• **Aim**
Print the listing below exactly.
^^^^^^^^
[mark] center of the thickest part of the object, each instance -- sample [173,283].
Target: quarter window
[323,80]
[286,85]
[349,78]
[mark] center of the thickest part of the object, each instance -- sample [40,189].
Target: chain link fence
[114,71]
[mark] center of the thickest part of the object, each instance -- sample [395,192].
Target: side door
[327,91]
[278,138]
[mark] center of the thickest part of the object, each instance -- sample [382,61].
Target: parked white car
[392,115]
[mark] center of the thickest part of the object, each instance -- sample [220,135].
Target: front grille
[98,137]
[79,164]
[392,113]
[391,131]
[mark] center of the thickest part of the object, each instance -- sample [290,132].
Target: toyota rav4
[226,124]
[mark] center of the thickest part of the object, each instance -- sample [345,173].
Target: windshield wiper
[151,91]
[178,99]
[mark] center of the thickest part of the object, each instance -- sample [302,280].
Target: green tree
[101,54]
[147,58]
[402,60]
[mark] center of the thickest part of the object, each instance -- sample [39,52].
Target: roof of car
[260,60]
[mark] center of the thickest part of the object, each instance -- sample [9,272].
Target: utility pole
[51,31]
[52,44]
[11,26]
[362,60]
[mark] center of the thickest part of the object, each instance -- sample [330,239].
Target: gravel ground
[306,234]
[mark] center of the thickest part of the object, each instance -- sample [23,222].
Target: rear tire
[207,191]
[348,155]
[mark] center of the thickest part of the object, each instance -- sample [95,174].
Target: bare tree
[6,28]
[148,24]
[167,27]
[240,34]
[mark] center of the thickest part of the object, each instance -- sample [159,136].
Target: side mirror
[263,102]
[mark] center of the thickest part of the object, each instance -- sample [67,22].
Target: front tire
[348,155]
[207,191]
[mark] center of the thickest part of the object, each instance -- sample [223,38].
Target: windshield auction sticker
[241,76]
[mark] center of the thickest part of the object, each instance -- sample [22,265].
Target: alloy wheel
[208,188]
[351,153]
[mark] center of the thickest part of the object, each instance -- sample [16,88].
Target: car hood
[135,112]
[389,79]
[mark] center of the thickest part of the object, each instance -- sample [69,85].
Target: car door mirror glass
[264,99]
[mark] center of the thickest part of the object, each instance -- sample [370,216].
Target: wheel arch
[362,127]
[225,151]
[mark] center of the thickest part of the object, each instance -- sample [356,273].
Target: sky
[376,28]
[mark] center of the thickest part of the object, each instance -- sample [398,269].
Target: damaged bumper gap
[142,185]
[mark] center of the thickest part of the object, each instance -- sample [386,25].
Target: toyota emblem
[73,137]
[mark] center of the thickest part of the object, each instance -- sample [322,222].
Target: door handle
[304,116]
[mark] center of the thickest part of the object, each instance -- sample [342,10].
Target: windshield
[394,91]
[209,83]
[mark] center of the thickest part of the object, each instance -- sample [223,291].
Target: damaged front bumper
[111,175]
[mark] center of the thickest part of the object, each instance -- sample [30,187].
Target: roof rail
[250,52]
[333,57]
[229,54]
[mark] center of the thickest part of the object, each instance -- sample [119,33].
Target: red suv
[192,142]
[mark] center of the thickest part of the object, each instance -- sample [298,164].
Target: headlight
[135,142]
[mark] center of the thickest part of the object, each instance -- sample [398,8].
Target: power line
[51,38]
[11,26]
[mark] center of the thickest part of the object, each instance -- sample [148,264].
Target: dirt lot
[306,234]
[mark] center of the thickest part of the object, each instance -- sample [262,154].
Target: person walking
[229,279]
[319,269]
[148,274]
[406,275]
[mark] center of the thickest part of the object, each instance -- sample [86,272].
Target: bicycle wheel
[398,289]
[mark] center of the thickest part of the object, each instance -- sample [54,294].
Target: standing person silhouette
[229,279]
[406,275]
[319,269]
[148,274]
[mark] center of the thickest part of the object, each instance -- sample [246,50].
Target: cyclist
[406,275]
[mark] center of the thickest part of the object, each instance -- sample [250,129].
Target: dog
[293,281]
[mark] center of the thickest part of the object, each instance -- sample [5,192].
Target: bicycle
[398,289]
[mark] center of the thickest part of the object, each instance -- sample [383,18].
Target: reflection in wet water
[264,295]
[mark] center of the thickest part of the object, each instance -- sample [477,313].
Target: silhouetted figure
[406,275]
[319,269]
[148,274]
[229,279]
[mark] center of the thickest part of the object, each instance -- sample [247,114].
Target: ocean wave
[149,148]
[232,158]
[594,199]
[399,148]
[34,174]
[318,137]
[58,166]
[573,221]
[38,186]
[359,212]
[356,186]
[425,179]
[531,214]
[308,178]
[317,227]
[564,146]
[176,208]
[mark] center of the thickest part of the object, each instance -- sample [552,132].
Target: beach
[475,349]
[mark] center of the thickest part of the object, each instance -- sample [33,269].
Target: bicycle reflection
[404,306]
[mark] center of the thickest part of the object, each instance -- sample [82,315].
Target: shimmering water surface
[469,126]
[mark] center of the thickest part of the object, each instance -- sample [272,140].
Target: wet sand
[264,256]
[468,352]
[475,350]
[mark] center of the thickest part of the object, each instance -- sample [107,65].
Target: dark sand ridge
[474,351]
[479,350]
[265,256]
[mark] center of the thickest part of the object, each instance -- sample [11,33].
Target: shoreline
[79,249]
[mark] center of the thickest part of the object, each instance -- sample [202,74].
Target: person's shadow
^^^^^^^^
• **Reply to the exercise**
[mark] center of the thickest part of the object, each instance -- sample [173,283].
Target: quarter window
[323,80]
[286,85]
[349,78]
[mark] center of the thickest part of the object, each instance -- sample [40,189].
Target: chain link fence
[114,71]
[mark] center of the thickest part of the object, each instance -- sample [395,192].
Target: side door
[327,91]
[278,138]
[mark] center of the thickest part of the object, each instance -- sample [382,61].
Target: parked white car
[392,115]
[mark] center of the thickest part of the object, each instance -- sample [220,135].
Target: front grille
[98,137]
[79,164]
[392,113]
[391,131]
[mark] center of the thickest part of the object, each instance -- sample [290,132].
Target: toyota rav4
[226,124]
[mark] center of the thickest part of the object, each instance -- sample [345,173].
Target: windshield wiper
[151,91]
[178,99]
[mark] center of the thickest part of the object, each instance -- sample [302,280].
Target: green tree
[101,54]
[147,58]
[402,60]
[mark] center of the thickest part of the object, each instance -- sample [39,52].
Target: roof of car
[260,60]
[mark] center of the thickest part of the object, each instance -- sample [9,272].
Target: utility pole
[51,31]
[52,44]
[11,26]
[362,60]
[mark] center of the thickest part of the object, each instance -- sample [330,239].
Target: gravel ground
[306,234]
[mark] center of the thickest part of the object, each instance -- sample [23,222].
Target: rear tire
[207,191]
[348,155]
[mark] center of the thickest part of the object, each instance -- sample [95,174].
Target: bare tree
[6,28]
[148,24]
[167,27]
[240,34]
[mark] center of the thickest part of the object, each instance -- sample [159,136].
Target: side mirror
[263,102]
[mark] center of the thickest part of the object, each instance -- sample [67,22].
Target: front tire
[348,155]
[207,191]
[mark] center of the thickest part of the object, each instance -- sample [223,38].
Target: windshield auction sticker
[241,76]
[mark] center of the thickest part of the object, each instance -- sample [22,265].
Target: alloy wheel
[208,188]
[351,153]
[mark] center of the thickest part of the object, each instance -- sample [16,88].
Target: car hood
[135,112]
[389,79]
[mark] center of the thickest part of the object, each instance -- sample [69,85].
Target: car door mirror glass
[264,99]
[mark] center of the thickest part of the object, each instance -- sample [370,216].
Target: wheel arch
[362,127]
[225,151]
[mark] center of the thickest part of the object, each instance -- sample [356,273].
Target: sky
[376,28]
[mark] center of the thickest part of the object, each instance -- sample [398,269].
Target: damaged bumper gap
[142,185]
[mark] center of the thickest part of the object, each instance -- sample [386,25].
Target: toyota emblem
[73,137]
[mark] center of the thickest part of the object, each instance -- sample [322,222].
Target: door handle
[304,116]
[mark] center of the thickest part of the object, each instance -- sample [342,10].
Target: windshield
[394,91]
[209,83]
[mark] center of the thickest part of the object, each instance -- sample [223,291].
Target: damaged front bumper
[111,175]
[mark] center of the thickest part of the object, each instance -- sample [30,187].
Target: roof rail
[250,52]
[333,57]
[229,54]
[mark] center of the thickest part of the object, each instance -- sample [119,33].
Target: red suv
[192,142]
[mark] center of the thickest part of the object, each instance -- sample [298,164].
Target: headlight
[135,142]
[mark] center of the thickest part of the object, each instance -- sample [398,8].
Target: power line
[51,38]
[11,26]
[mark] center of the thickest part of the object, each instance -- sample [148,264].
Target: dirt lot
[306,234]
[mark] center of the thickest part of the object, each instance -- sample [262,154].
Target: person walking
[229,279]
[319,269]
[148,274]
[406,275]
[mark] center of the thickest part of the object, each instance -- sample [86,272].
Target: bicycle wheel
[398,289]
[mark] center of the thickest part of the object, each instance -- sample [54,294].
Target: standing person silhouette
[229,279]
[406,275]
[319,269]
[148,274]
[mark] center of the thickest part of the object, each instance -- sample [246,50].
Target: cyclist
[406,275]
[mark] center of the thickest part of the object, each instance -- sample [250,129].
Target: dog
[293,281]
[mark] center of the thickest part of the object, each instance -- sample [5,192].
Target: bicycle
[398,289]
[mark] center of the thickest part of the object, each instance -- sample [383,18].
Target: reflection in wet water
[264,295]
[mark] center of the thickest part of the object, each instance -- sample [477,313].
Target: silhouetted figure
[406,275]
[319,269]
[148,274]
[229,279]
[mark] center of the thickest part of the object, each instance -- sample [247,114].
Target: ocean wave
[149,148]
[232,158]
[594,199]
[399,148]
[34,174]
[318,137]
[58,166]
[573,221]
[38,186]
[359,212]
[356,186]
[425,179]
[531,214]
[308,178]
[317,227]
[564,146]
[176,208]
[mark] center of the thickest part of the object, each instance -- sample [552,132].
Target: beach
[475,349]
[mark] center of the thickest part of the object, each instance -- sample [33,269].
Target: bicycle reflection
[404,306]
[mark] center of the thickest part of the object, each instance -- sample [82,315].
Target: shimmering water surface
[469,126]
[mark] center of the thickest part of the object, each instance -- sample [272,140].
Target: wet sand
[264,256]
[468,352]
[475,350]
[mark] center of the thickest part of the object, each instance -- sample [107,65].
Target: dark sand ridge
[474,351]
[479,350]
[265,256]
[mark] center of the thickest part of the object, each instance -- sample [11,33].
Target: shoreline
[79,249]
[mark] center of the thickest part of the object, each instance -- sample [202,74].
Target: person's shadow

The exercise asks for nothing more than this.